TO BE DONE: Can you pull out every line in the listing below that contains the word "wooden"?

RECORDS PROVIDED:
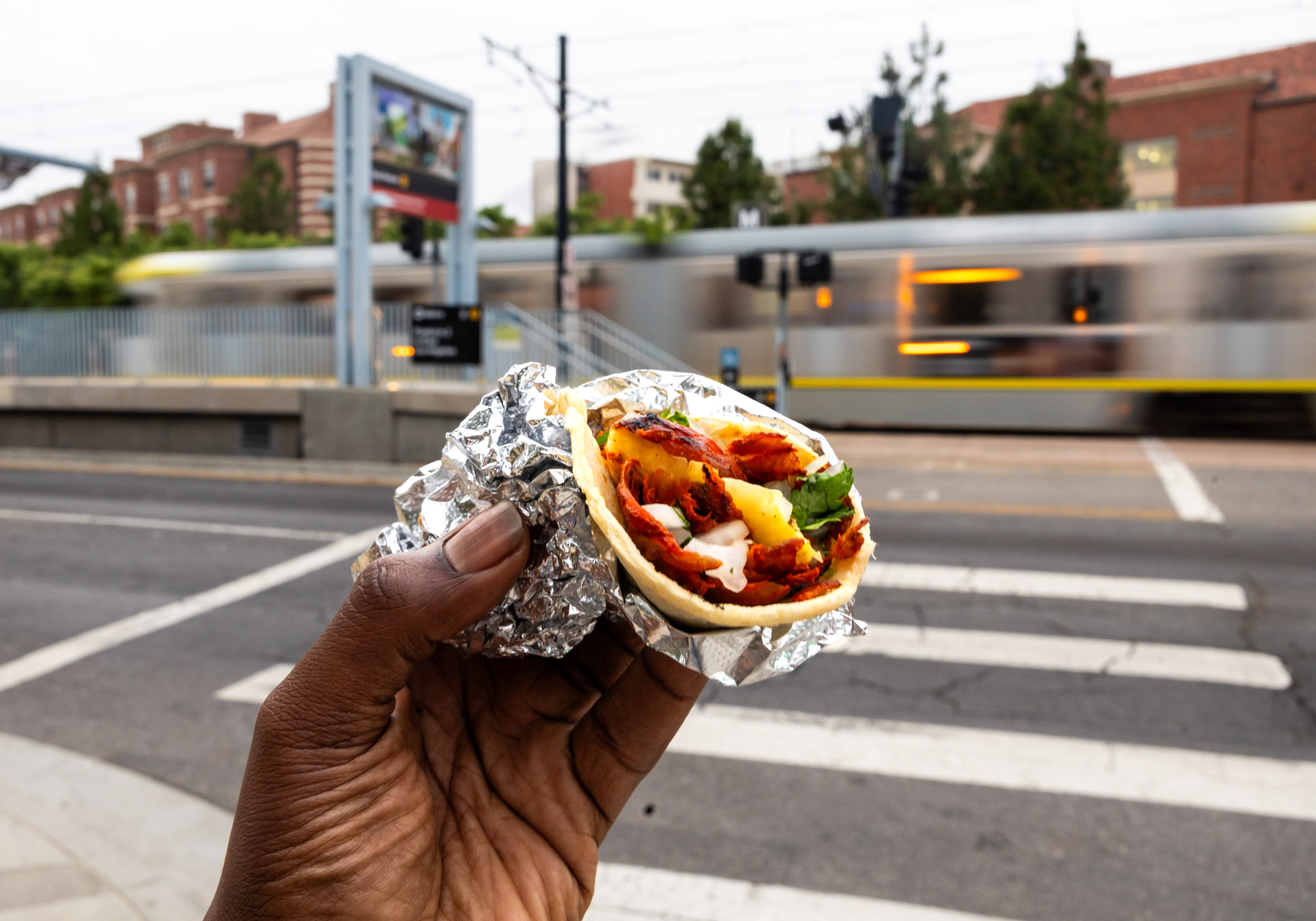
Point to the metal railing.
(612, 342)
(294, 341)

---

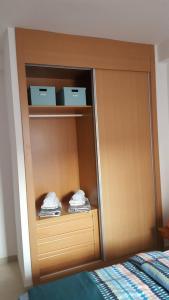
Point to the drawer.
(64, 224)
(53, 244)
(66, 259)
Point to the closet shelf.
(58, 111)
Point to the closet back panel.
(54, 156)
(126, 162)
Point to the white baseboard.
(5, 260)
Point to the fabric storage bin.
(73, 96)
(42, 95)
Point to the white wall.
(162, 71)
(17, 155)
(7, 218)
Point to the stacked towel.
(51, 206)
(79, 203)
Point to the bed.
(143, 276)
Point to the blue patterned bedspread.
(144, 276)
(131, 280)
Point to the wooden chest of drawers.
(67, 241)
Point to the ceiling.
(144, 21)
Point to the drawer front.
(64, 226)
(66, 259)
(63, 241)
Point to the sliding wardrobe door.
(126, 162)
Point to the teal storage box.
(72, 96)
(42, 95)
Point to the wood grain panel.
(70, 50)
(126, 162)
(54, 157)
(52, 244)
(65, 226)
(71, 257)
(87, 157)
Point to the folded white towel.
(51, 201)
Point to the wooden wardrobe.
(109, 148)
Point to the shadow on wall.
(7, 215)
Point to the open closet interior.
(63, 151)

COMPLETE RESPONSE:
Point to the wooden chest of drawers.
Point to the wooden wardrobe.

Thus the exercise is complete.